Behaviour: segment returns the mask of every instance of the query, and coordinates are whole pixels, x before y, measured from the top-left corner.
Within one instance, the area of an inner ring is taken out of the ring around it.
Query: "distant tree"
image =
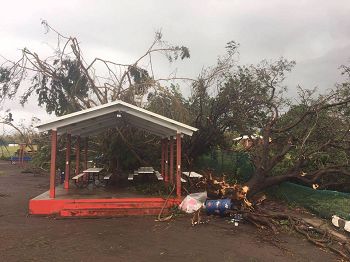
[[[31,150],[33,150],[33,140],[38,136],[34,130],[34,125],[38,123],[38,121],[38,118],[33,117],[29,125],[26,125],[23,122],[15,123],[10,111],[5,112],[5,115],[0,116],[0,124],[6,125],[12,129],[10,133],[5,133],[3,136],[12,137],[17,143],[25,143]]]

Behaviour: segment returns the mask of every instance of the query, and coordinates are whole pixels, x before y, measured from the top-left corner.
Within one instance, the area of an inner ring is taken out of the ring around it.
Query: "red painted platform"
[[[158,215],[163,206],[164,213],[179,205],[177,198],[147,197],[123,191],[104,189],[65,190],[56,187],[56,198],[49,191],[29,201],[32,215],[57,215],[62,217],[118,217],[129,215]],[[166,203],[166,204],[165,204]]]

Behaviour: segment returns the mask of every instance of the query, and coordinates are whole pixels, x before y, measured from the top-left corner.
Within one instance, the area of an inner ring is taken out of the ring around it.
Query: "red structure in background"
[[[114,113],[117,113],[115,115]],[[75,174],[80,172],[80,142],[84,140],[83,167],[87,168],[88,135],[98,134],[107,128],[113,128],[124,114],[125,121],[130,121],[139,128],[162,137],[161,139],[161,174],[164,182],[174,183],[174,139],[176,134],[176,197],[170,199],[155,197],[110,197],[105,192],[96,197],[82,196],[76,188],[70,188],[70,157],[71,139],[76,137],[75,144]],[[114,121],[116,123],[114,123]],[[113,124],[113,125],[112,125]],[[187,126],[175,120],[163,117],[136,106],[116,101],[113,103],[82,110],[55,121],[48,122],[38,127],[39,131],[51,131],[51,166],[50,166],[50,189],[49,191],[33,198],[29,203],[30,214],[61,216],[124,216],[124,215],[155,215],[165,207],[172,207],[181,202],[181,139],[183,134],[192,135],[196,128]],[[64,185],[56,187],[56,154],[57,136],[66,134],[66,159]],[[170,138],[170,163],[169,142]],[[58,192],[58,194],[56,194]]]

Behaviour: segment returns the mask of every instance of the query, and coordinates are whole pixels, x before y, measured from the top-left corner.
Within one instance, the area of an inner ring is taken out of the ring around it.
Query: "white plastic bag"
[[[191,214],[199,210],[204,205],[206,199],[207,192],[193,193],[185,197],[179,208],[182,211]]]

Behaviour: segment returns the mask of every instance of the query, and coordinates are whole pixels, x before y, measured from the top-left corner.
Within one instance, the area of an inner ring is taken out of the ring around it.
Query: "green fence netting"
[[[247,181],[254,172],[248,154],[224,150],[213,150],[210,154],[200,156],[195,168],[198,170],[210,168],[215,174],[225,174],[228,179],[238,182]]]
[[[228,180],[239,183],[247,181],[254,172],[249,155],[245,152],[214,150],[199,157],[195,166],[198,170],[211,168],[216,174],[225,174]],[[350,194],[314,190],[289,182],[282,183],[269,192],[288,203],[309,209],[320,217],[331,218],[333,215],[338,215],[350,219]]]
[[[350,219],[350,194],[347,193],[314,190],[289,182],[274,187],[271,193],[288,203],[305,207],[323,218],[338,215],[344,219]]]

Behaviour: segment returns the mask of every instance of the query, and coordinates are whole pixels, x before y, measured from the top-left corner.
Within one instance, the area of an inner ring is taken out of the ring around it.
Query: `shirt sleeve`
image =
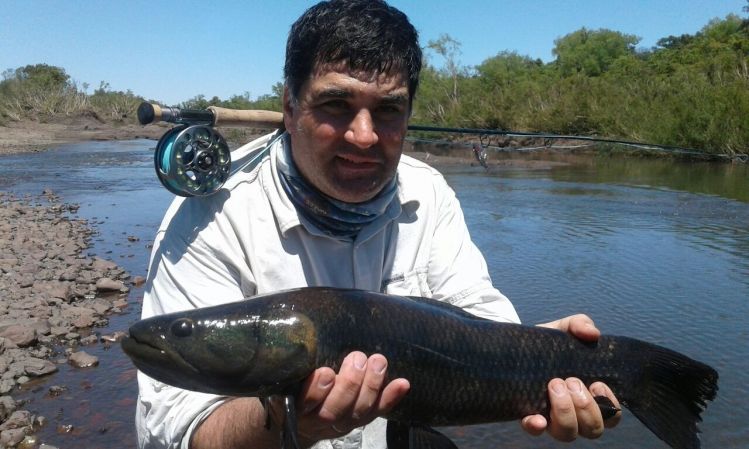
[[[519,323],[515,307],[497,290],[486,260],[471,240],[455,192],[442,176],[435,180],[436,223],[429,261],[435,299],[494,321]]]
[[[252,273],[216,206],[177,199],[154,241],[143,318],[205,307],[253,294]],[[230,222],[229,220],[227,220]],[[197,393],[138,373],[136,430],[140,449],[188,448],[197,425],[224,397]]]

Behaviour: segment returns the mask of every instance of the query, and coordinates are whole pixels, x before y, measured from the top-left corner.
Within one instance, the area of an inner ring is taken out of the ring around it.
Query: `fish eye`
[[[189,337],[192,335],[192,320],[180,318],[172,323],[172,335],[175,337]]]

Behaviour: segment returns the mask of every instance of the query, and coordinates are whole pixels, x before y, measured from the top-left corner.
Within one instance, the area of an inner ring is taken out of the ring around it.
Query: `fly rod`
[[[284,129],[283,114],[275,111],[227,109],[217,106],[209,106],[206,109],[200,110],[181,109],[159,106],[148,102],[143,102],[138,107],[138,121],[141,125],[158,122],[178,125],[167,131],[159,139],[156,145],[154,162],[156,174],[161,183],[170,192],[179,196],[205,196],[215,193],[233,173],[252,164],[257,157],[261,157],[264,153],[264,151],[261,151],[255,158],[251,158],[240,167],[232,169],[229,146],[224,137],[215,129],[216,127],[266,128],[279,129],[280,131]],[[409,125],[408,130],[479,136],[481,144],[473,144],[472,149],[476,160],[484,167],[487,167],[487,155],[483,139],[487,136],[602,142],[702,157],[733,158],[738,162],[747,162],[749,160],[749,155],[714,155],[696,149],[673,145],[642,143],[594,136],[427,125]],[[277,133],[276,138],[280,135],[280,132]],[[266,149],[274,141],[275,139],[268,143]]]

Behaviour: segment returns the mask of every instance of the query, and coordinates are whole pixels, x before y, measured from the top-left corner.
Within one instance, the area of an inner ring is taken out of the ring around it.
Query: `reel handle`
[[[283,114],[275,111],[226,109],[209,106],[207,110],[159,106],[144,101],[138,106],[141,125],[170,122],[185,125],[208,125],[249,128],[282,128]]]
[[[209,106],[213,113],[213,126],[283,128],[283,114],[276,111],[253,109],[227,109]]]

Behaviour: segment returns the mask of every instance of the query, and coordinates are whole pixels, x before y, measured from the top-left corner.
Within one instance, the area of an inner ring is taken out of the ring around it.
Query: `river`
[[[172,198],[153,173],[153,147],[148,140],[89,142],[0,156],[0,190],[38,195],[51,188],[80,204],[77,215],[98,230],[90,252],[145,275],[149,244]],[[720,391],[704,414],[703,447],[749,446],[749,167],[562,159],[543,168],[441,167],[494,284],[526,323],[585,312],[606,333],[712,365]],[[131,306],[98,331],[126,329],[139,316],[142,295],[132,289]],[[118,346],[86,351],[100,358],[99,367],[61,365],[14,395],[47,417],[41,442],[134,448],[135,370]],[[67,390],[51,396],[51,385]],[[527,436],[517,423],[444,431],[462,449],[567,447]],[[666,446],[625,413],[602,439],[575,447]]]

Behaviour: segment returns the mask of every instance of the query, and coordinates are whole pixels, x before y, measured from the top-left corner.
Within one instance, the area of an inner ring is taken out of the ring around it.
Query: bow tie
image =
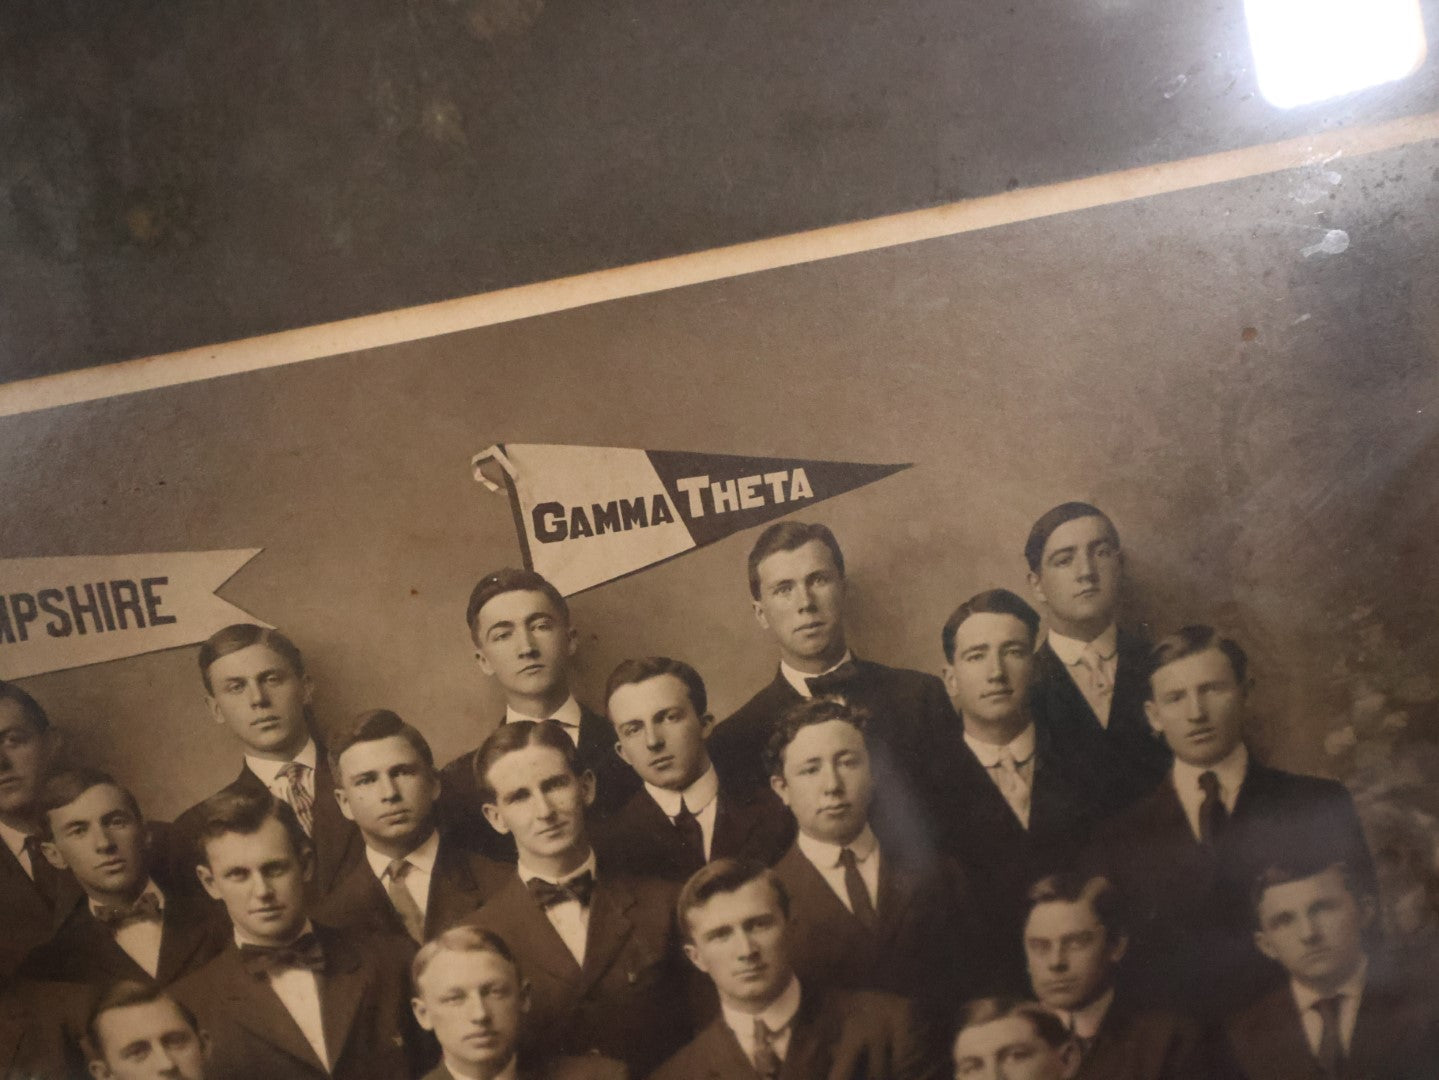
[[[833,671],[805,679],[809,692],[816,697],[824,694],[839,694],[859,677],[859,665],[853,659],[846,660]]]
[[[95,918],[111,930],[123,930],[131,923],[159,922],[160,898],[148,892],[133,904],[96,904]]]
[[[240,962],[257,979],[291,968],[323,971],[325,950],[313,933],[301,934],[289,945],[241,945]]]
[[[595,875],[586,870],[583,874],[577,874],[558,885],[545,881],[543,878],[530,878],[525,882],[525,887],[530,890],[530,895],[535,898],[535,902],[540,905],[541,910],[552,908],[556,904],[568,903],[571,900],[577,901],[580,907],[589,907],[590,897],[595,891]]]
□ □ □ □ □
**TASK STATEMENT**
A word-for-word restatement of all the lines above is needed, with the pictures omitted.

**SOLVED EXERCISE**
Behaviour: segment returns the mask of every instance of the query, and coordinates are whole pixels, x before y, measured from the top-left corner.
Within one instance, the area of an inner ring is taken out of the ring around it.
Query: "distant tree"
image =
[[[31,150],[33,150],[33,140],[38,136],[34,130],[34,125],[38,123],[38,121],[38,118],[33,117],[29,125],[26,125],[23,122],[15,123],[10,111],[5,112],[5,115],[0,116],[0,124],[6,125],[12,129],[10,133],[5,133],[3,136],[12,137],[17,143],[25,143]]]

Behaviour: segment returns the mask of every instance of the query, and coordinates are whole pixels, x before y, measured from the top-left corner.
Within one instance, the area of an inner ring is taken out of the ring around it.
Query: "red painted platform"
[[[158,215],[163,206],[164,213],[179,205],[177,198],[147,197],[123,191],[104,189],[65,190],[56,187],[56,198],[49,191],[29,201],[32,215],[57,215],[62,217],[118,217],[129,215]],[[166,203],[166,204],[165,204]]]

Behaviour: segment returns the mask of every instance of the query, and coordinates are whole pixels, x before y, measured from the top-left corner.
Within one instance, the area of an inner ring is taken out of the ring around it.
Query: "red structure in background"
[[[114,113],[117,113],[115,115]],[[75,174],[80,172],[80,142],[84,140],[83,167],[87,168],[88,135],[98,134],[107,128],[113,128],[124,114],[125,121],[130,121],[139,128],[162,137],[161,139],[161,174],[164,182],[174,183],[174,139],[176,134],[176,197],[170,199],[155,197],[110,197],[105,192],[96,197],[82,196],[76,188],[70,188],[70,157],[71,139],[76,137],[75,144]],[[114,121],[116,123],[114,123]],[[113,124],[113,125],[112,125]],[[187,126],[175,120],[163,117],[136,106],[116,101],[113,103],[82,110],[55,121],[48,122],[38,127],[39,131],[51,131],[51,166],[50,166],[50,189],[49,191],[33,198],[29,203],[30,214],[61,216],[124,216],[124,215],[155,215],[165,207],[172,207],[181,202],[181,139],[183,134],[192,135],[196,128]],[[64,185],[56,187],[56,154],[57,136],[66,134],[66,159]],[[170,138],[170,163],[169,142]],[[58,192],[58,194],[56,194]]]

Behaviour: segment returns the mask of every instance of the query, and coordinates are whole pixels, x before y, measured from the top-left corner.
Within one instance, the area of an inner ring is taken out of the ring around it.
Query: "white plastic bag"
[[[191,214],[199,210],[204,205],[206,199],[207,192],[193,193],[185,197],[179,208],[182,211]]]

Behaviour: segment returns the mask of every instance of the query, and coordinates are whole pixels, x before y, measured from the top-left corner.
Within one instance, the area of an inner ring is taken out of the ring around it.
Query: "green fence netting"
[[[247,181],[254,172],[248,154],[224,150],[213,150],[210,154],[200,156],[195,168],[198,170],[210,168],[215,174],[225,174],[228,179],[238,182]]]
[[[228,180],[239,183],[247,181],[254,172],[249,155],[245,152],[214,150],[199,157],[195,166],[198,170],[211,168],[216,174],[225,174]],[[350,194],[314,190],[289,182],[282,183],[269,192],[288,203],[309,209],[320,217],[331,218],[333,215],[338,215],[350,219]]]
[[[350,219],[350,194],[347,193],[314,190],[289,182],[274,187],[271,193],[288,203],[305,207],[323,218],[338,215],[344,219]]]

Behaviour: segment returns the mask of every instance of the query, and coordinates are whole pixels, x before y, measured from the top-left corner.
Within one instance, the area of an inner ring is taken out of the ring around it.
Query: `shirt sleeve`
image =
[[[519,323],[515,307],[497,290],[486,260],[471,240],[455,192],[442,176],[435,180],[436,223],[429,261],[435,299],[494,321]]]
[[[252,273],[216,206],[177,199],[154,241],[143,318],[205,307],[253,294]],[[230,222],[229,220],[227,220]],[[197,393],[138,373],[136,430],[140,449],[188,448],[197,425],[224,397]]]

Behaviour: segment returns the mask of every instance of the query, and coordinates are whole pixels, x before y, measured from the top-left corner.
Within one instance, the area of an inner ring is taken out of the ring around it.
Query: `fish eye`
[[[189,337],[192,335],[192,320],[180,318],[172,323],[172,335],[175,337]]]

Behaviour: segment returns the mask of every instance of the query, and coordinates are whole pixels, x before y, measured from the top-left corner.
Within one instance, the area of an inner ring is taken out of the ring around it.
Query: `fly rod`
[[[284,129],[283,114],[275,111],[227,109],[217,106],[209,106],[206,109],[200,110],[181,109],[159,106],[148,102],[143,102],[138,107],[138,121],[141,125],[158,122],[178,125],[167,131],[159,139],[156,145],[154,162],[156,174],[161,183],[170,192],[179,196],[205,196],[215,193],[233,173],[252,164],[257,157],[261,157],[264,153],[264,151],[261,151],[255,158],[251,158],[240,167],[232,169],[229,146],[224,137],[215,129],[216,127],[266,128],[279,129],[280,131]],[[409,125],[408,130],[479,136],[481,144],[473,144],[472,149],[476,160],[484,167],[487,167],[487,155],[483,139],[487,136],[602,142],[702,157],[733,158],[738,162],[747,162],[749,160],[749,155],[714,155],[696,149],[673,145],[642,143],[594,136],[427,125]],[[277,133],[276,138],[280,135],[280,132]],[[266,149],[274,141],[275,139],[268,143]]]

Behaviour: segment returns the mask of every instance of the query, and coordinates are whole pixels, x before y, measured from the top-left corner.
Within one instance, the area of an inner ring is taken out of the ring around it.
Query: `reel handle`
[[[283,114],[275,111],[226,109],[209,106],[207,110],[159,106],[144,101],[138,106],[141,125],[170,122],[185,125],[208,125],[249,128],[282,128]]]
[[[209,106],[213,113],[213,126],[283,128],[283,114],[276,111],[253,109],[227,109]]]

Behaviour: segment returns the mask of every instance of the query, and coordinates are whole pixels, x before y, measured from the top-left corner.
Within one instance, the area of an inner ring is taken out of the ring around it.
Query: `river`
[[[172,198],[153,173],[153,147],[148,140],[89,142],[0,156],[0,190],[38,195],[51,188],[80,204],[77,215],[98,230],[90,252],[145,275],[149,244]],[[720,391],[704,414],[703,447],[749,446],[749,167],[562,159],[543,168],[441,167],[494,284],[526,323],[585,312],[606,333],[712,365]],[[131,306],[98,331],[126,329],[139,316],[142,295],[132,289]],[[118,346],[86,351],[100,358],[99,367],[61,365],[14,395],[47,417],[41,442],[134,448],[135,370]],[[67,390],[51,396],[51,385]],[[527,436],[517,423],[444,431],[462,449],[567,447]],[[666,446],[625,413],[602,439],[575,447]]]

Behaviour: segment returns the mask of every instance of the query, and coordinates are whole pixels, x before y, measured from the top-left corner.
Within one instance, the area of an inner ring is taken out of the ring around it.
Query: bow tie
image =
[[[833,671],[805,679],[809,692],[816,697],[824,694],[839,694],[859,677],[859,665],[853,659],[846,660]]]
[[[95,918],[111,930],[123,930],[131,923],[159,922],[160,898],[148,892],[133,904],[96,904]]]
[[[240,962],[257,979],[291,968],[323,971],[325,950],[313,933],[301,934],[289,945],[241,945]]]
[[[595,875],[586,870],[583,874],[577,874],[558,885],[545,881],[543,878],[530,878],[525,882],[525,887],[530,890],[530,895],[535,898],[535,902],[540,905],[541,910],[552,908],[556,904],[568,903],[571,900],[577,901],[580,907],[589,907],[590,897],[595,891]]]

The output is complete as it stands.